Acatlán de Juárez   is a town and municipality, in Jalisco in central-western Mexico. The municipality covers an area of  166.68 km².

As of 2005, the municipality had a total population of 22,540.

History
The first settlers in the region were members of a tribe that was established in Cocula, They were defeated by the Purepecha in 1509.

In the year of 1550 the area for the first time attained the first level of a municipality, under the power of the viceroy of the New Spain, Antonio de Mendoza. During his rule he encountered discontent with people in Zacoalco de Torres, Ahualulco and Ameca. In the first half of the 17th century the Augustinians built a temple dedicated to Santa Ana, known today as the " Parroquia de Santa Ana".

In 1825 the area fell under the canton of Sayula. In 1858, Benito Juárez, in his journey through these lands, stayed at the inn in the town of Acatlán de Juárez, owned by Miguel Gomez. During his short stay, he was killed at the hands of the conservatives, and died saving the pastor of the place, Meliton Gutierrez Vargas. On March 22 of 1906, by decree 1158, the name of the earlier village changed its name from Santa Ana Acatlan to Acaltán de Juarez,  and acquired the title of a town.

Geography
Acatlán de Juárez is located in the centre of Jalisco state between the coordinates 20° 14'30" north latitude and 103° 32'30" west longitude at an altitude of 1,393 metres above sea level.

The municipality is bordered on the north by the municipalities of Tala and Tlajomulco de Zuñiga, to the east by the municipalities of Tlajomulco de Zuñiga, Jocotepec and Zacoalco de Torres to the south with the municipalities of Zacoalco de Torres and Villa Corona, and to the west by the municipalities of Villa Corona and Tala.

Approximately 57% of the land area is flat, especially in the middle east, west and south of the municipality with its characteristic valleys. The primary agricultural areas at some 39% are located to the north and east, with altitudes of 1,400 and 1,500 m. There are some hilly areas accounting for just 4% of the land area which lies to the south-east and north-west at altitudes that reach the 2.200 m.

## Written instruction 1
In the article on Acatlán de Juárez, what does the history section give as the cause of the 1906 change from the name Santa Ana Acatlan and of the place's new title? Explain in one to three sentences.

## The input

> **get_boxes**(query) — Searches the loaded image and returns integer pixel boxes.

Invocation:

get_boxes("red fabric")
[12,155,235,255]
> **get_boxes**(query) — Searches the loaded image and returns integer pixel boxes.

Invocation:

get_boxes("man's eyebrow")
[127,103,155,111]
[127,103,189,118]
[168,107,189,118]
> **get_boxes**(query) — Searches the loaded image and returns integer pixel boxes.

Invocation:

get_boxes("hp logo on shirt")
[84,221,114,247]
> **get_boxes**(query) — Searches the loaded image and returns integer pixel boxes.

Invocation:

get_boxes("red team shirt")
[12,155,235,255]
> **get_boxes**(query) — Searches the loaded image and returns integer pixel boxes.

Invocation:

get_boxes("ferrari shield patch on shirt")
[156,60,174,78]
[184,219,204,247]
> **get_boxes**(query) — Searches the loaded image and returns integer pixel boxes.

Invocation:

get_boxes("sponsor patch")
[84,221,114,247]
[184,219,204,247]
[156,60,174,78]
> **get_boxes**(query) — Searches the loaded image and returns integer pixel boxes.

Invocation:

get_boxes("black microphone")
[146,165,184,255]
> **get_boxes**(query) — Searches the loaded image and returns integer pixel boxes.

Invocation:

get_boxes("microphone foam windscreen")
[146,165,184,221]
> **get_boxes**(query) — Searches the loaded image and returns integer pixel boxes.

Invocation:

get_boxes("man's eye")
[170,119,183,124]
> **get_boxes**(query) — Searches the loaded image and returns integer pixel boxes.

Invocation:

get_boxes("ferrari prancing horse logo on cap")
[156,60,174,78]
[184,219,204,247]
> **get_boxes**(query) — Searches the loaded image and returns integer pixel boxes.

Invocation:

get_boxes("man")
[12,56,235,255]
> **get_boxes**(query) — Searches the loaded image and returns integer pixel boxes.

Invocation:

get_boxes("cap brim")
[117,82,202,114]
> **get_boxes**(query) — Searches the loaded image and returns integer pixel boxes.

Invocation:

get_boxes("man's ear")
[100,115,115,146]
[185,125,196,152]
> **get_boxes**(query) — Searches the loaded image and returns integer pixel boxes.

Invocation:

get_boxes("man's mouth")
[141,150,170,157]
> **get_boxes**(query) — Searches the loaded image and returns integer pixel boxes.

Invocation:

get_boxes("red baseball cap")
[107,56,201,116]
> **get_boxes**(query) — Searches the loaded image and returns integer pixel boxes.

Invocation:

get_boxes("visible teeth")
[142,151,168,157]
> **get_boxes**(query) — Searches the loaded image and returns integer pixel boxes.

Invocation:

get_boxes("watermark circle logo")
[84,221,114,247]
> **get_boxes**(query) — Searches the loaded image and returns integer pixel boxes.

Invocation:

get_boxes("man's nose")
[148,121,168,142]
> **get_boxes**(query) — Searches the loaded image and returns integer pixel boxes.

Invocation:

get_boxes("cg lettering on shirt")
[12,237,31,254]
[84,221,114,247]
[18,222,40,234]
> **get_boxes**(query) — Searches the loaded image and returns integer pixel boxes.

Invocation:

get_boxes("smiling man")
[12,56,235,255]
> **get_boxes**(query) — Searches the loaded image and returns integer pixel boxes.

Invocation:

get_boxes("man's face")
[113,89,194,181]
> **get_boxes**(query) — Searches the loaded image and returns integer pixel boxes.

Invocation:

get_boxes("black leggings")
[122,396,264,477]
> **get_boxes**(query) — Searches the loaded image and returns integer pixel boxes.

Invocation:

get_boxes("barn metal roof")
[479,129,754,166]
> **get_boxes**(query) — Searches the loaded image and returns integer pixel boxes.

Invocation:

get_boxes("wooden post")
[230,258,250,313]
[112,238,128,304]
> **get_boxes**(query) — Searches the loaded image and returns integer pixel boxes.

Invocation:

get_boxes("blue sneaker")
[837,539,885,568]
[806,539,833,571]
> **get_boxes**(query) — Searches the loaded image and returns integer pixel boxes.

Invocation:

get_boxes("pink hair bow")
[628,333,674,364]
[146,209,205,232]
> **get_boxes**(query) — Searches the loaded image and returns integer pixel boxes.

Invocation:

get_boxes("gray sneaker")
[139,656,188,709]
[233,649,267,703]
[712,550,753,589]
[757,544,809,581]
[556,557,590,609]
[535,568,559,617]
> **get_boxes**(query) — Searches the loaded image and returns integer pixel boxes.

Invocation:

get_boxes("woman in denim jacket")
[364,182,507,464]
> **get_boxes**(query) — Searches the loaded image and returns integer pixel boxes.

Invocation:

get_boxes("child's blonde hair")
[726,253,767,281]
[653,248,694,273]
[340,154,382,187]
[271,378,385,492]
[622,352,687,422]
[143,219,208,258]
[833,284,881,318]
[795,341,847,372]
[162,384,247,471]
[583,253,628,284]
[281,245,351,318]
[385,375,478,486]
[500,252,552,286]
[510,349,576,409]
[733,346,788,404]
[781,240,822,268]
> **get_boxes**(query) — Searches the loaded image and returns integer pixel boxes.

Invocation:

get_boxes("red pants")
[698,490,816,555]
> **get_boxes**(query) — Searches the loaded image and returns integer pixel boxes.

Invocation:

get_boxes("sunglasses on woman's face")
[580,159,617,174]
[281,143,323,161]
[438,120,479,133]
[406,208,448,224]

## Written instruction 2
Locate each line in the listing that contains the string "logo", treating uppercase and lowercase as different, and copy those lines.

## Finished answer 1
The change came from decree 1158, issued on March 22, 1906. That decree replaced the earlier village's name, Santa Ana Acatlan, and gave the place the title of a town.

## Finished answer 2
get_boxes("hp logo on shirt")
get_boxes("ferrari prancing horse logo on cap")
get_boxes("watermark circle logo")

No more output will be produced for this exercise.